*** Listed entries Section Begins ***

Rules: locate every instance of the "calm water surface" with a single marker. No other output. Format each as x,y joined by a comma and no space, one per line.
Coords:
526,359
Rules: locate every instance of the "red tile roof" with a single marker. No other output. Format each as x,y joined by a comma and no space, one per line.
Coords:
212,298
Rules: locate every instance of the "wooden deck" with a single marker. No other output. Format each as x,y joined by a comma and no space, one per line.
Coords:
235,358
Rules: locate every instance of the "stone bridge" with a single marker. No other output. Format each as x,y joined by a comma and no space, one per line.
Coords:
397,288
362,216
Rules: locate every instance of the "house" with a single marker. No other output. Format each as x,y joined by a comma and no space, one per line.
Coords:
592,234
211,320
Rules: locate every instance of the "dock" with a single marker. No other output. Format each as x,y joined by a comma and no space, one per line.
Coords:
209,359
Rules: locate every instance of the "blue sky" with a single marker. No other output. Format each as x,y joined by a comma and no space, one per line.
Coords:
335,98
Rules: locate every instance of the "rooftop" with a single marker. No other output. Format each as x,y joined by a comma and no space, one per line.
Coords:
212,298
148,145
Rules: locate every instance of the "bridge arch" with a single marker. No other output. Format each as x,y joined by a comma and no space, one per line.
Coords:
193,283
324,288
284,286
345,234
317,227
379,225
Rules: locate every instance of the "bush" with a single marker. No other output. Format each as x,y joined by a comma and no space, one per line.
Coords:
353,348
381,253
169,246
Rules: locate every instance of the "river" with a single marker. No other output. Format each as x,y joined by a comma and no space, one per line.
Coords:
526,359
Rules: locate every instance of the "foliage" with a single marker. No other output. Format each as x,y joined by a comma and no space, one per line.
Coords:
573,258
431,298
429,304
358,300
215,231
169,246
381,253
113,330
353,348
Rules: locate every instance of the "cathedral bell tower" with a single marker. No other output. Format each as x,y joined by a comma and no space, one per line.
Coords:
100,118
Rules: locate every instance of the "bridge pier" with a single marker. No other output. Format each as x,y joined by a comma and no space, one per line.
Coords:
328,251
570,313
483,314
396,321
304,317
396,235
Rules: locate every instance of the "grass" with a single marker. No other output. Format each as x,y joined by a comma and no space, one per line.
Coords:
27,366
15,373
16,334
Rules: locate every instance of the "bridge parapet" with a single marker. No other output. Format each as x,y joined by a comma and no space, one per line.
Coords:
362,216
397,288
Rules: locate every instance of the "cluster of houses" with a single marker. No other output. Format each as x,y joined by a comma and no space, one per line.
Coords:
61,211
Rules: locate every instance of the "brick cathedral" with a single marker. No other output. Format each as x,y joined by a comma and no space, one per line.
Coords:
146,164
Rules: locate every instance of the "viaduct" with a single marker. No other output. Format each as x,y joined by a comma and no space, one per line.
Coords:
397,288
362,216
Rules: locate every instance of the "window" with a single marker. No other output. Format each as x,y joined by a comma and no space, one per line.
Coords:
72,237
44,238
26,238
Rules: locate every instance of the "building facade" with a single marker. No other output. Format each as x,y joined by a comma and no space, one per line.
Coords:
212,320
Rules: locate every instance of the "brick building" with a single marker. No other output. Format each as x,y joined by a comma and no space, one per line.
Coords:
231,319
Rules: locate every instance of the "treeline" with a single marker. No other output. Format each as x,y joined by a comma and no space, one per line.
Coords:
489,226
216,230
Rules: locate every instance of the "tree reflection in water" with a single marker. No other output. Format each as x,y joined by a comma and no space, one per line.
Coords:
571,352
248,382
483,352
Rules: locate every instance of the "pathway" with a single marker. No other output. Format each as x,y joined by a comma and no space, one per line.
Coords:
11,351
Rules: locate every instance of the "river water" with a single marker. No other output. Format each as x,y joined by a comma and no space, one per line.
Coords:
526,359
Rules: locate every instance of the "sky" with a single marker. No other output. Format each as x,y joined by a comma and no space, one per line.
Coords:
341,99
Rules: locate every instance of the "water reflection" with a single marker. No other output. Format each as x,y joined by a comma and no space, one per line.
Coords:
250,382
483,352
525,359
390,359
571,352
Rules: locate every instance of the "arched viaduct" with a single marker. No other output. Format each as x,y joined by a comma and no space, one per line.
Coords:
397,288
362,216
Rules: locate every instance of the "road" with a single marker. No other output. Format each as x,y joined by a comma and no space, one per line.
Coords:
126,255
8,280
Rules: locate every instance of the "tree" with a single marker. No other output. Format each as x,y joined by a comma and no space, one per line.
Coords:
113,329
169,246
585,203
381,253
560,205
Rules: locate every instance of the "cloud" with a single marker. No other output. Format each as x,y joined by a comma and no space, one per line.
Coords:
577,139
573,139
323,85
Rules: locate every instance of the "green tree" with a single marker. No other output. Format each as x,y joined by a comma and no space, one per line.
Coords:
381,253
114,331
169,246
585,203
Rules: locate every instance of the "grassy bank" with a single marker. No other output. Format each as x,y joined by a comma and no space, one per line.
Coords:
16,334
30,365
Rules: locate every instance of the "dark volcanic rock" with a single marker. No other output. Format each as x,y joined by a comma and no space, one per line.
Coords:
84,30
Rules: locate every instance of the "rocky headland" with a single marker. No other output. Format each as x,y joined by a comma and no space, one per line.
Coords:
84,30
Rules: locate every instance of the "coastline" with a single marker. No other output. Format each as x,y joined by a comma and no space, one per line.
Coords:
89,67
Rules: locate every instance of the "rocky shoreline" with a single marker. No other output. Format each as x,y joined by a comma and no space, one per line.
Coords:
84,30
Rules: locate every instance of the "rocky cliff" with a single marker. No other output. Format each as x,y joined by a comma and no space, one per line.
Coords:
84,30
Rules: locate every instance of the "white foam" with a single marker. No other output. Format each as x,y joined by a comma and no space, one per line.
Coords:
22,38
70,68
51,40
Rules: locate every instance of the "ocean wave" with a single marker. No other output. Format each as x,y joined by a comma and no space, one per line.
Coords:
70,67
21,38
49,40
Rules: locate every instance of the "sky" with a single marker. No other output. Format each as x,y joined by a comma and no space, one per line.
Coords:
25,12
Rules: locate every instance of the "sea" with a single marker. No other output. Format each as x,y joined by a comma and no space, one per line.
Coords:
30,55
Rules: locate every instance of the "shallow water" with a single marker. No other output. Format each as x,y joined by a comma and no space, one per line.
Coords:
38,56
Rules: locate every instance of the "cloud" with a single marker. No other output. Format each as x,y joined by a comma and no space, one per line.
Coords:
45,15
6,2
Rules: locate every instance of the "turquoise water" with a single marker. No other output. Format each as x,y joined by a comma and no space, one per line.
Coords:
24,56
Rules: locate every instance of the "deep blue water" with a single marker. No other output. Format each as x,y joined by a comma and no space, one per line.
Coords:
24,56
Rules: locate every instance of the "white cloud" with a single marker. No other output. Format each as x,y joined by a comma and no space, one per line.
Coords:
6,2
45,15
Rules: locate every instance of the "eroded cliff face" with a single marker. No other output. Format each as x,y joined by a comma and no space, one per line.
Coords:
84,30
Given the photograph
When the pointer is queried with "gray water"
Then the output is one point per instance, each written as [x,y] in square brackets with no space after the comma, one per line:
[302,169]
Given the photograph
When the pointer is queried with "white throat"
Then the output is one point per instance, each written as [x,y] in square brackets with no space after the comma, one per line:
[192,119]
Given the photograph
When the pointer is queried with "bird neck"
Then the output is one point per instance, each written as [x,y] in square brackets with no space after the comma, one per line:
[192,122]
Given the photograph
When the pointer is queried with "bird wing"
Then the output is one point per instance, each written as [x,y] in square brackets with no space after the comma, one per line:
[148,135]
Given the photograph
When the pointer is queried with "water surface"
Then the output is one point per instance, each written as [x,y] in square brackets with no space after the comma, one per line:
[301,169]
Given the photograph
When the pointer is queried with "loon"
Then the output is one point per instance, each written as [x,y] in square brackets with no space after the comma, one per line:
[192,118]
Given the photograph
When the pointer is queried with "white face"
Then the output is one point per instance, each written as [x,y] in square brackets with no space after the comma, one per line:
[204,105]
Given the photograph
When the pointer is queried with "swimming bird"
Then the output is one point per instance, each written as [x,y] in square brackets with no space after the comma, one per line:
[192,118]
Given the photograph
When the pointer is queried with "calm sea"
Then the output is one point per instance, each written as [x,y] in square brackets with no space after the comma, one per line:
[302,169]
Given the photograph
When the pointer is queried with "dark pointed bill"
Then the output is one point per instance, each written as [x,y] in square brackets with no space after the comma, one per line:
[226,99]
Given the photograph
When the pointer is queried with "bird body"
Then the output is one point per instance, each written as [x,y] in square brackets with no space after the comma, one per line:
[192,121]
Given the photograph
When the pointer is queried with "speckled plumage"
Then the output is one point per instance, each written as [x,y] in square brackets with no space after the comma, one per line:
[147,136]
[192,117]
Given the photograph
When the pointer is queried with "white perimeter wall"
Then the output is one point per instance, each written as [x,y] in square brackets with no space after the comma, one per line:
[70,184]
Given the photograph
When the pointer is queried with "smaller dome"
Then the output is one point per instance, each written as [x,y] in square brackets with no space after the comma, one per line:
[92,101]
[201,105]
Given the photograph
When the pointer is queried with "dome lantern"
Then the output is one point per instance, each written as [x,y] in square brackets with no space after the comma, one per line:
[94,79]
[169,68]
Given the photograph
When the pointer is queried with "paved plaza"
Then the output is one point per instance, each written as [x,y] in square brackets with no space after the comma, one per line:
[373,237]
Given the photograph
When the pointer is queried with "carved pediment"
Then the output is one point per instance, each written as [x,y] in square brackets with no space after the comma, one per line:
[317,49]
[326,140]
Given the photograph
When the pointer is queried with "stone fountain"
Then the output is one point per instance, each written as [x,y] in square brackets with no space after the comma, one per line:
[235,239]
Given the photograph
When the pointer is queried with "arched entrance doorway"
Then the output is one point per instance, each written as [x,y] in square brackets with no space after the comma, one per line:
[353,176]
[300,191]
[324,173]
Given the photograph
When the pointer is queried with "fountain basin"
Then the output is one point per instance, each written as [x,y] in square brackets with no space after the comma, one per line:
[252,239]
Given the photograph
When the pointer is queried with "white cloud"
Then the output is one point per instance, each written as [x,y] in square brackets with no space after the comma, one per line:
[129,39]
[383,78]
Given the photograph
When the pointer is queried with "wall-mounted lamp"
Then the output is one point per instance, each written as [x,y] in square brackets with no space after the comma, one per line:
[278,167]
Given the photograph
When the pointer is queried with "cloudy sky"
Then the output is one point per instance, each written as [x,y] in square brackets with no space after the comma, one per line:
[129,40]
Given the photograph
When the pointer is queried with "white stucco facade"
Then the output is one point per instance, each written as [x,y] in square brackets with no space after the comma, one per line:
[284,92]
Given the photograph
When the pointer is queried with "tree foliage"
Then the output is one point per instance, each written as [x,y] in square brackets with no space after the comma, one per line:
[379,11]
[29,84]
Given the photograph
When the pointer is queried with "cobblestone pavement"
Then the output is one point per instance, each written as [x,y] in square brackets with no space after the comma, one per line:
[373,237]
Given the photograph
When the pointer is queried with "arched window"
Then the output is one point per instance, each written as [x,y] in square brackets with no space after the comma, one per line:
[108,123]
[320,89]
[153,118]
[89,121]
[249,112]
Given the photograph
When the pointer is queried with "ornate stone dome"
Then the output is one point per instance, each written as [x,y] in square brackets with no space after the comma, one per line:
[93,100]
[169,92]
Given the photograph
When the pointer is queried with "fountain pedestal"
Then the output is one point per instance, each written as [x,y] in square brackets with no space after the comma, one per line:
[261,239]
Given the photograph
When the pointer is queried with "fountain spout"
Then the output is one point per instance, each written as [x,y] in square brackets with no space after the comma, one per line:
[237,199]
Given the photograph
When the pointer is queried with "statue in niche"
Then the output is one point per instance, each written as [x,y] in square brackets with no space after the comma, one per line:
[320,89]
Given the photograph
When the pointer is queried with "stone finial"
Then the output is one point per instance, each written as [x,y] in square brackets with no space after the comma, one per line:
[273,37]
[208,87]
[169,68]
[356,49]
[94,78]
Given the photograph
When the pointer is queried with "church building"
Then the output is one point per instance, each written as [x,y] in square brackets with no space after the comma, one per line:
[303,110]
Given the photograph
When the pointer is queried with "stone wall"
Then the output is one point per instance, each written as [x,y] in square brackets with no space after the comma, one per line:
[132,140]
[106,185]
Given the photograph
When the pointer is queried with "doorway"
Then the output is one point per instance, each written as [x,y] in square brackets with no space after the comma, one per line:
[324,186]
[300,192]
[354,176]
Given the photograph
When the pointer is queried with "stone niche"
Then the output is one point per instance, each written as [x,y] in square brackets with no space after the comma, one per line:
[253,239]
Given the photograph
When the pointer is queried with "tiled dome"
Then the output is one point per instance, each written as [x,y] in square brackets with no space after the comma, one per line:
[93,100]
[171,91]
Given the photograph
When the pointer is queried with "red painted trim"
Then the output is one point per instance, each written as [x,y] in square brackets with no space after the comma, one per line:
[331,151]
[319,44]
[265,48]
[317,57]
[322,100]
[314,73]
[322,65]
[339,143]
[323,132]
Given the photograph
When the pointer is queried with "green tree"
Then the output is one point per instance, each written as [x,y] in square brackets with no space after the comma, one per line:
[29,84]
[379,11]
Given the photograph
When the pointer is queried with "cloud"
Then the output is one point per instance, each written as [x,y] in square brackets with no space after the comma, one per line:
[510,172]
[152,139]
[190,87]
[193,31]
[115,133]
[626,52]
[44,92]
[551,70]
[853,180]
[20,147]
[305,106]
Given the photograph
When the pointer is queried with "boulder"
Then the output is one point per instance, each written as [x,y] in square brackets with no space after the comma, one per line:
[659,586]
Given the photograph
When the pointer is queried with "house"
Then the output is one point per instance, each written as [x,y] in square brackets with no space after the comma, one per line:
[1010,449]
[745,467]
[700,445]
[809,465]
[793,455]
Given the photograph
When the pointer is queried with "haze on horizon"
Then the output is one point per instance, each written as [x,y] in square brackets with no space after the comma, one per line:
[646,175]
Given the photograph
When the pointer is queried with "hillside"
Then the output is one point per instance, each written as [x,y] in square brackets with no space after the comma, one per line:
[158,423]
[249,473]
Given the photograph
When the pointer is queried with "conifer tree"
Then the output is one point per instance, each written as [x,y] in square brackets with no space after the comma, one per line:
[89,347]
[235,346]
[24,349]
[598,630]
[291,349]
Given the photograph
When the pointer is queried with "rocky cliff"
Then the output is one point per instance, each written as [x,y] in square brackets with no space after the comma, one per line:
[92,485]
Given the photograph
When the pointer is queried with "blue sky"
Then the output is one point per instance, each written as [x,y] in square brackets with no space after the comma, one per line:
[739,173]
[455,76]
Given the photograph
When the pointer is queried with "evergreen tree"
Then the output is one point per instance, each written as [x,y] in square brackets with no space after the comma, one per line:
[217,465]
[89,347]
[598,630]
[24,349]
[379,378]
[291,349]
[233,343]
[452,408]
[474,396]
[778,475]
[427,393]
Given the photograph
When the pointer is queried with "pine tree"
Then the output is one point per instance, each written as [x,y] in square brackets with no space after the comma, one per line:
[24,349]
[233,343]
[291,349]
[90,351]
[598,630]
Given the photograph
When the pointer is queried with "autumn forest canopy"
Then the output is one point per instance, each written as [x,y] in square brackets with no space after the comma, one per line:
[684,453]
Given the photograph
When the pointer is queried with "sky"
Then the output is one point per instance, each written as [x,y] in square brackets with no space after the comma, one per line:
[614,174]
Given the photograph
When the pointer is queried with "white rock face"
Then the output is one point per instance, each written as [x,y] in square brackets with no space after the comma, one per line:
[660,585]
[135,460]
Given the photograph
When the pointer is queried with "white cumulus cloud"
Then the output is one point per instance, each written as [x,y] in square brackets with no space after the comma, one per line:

*** Listed entries Section Ends ***

From the entries above, copy out every line where the string "cliff" appears.

### [Final answer]
Rules: locate every instance of the "rocky cliff" with a single marker. No other output. Format each as x,y joined by a comma and no space, one per line.
Rules: locate every instance of the "eroded cliff face" with a single marker. No other output. Format each as x,y joined by a comma and no space, one per line.
When the pointer is queried with "rocky cliff"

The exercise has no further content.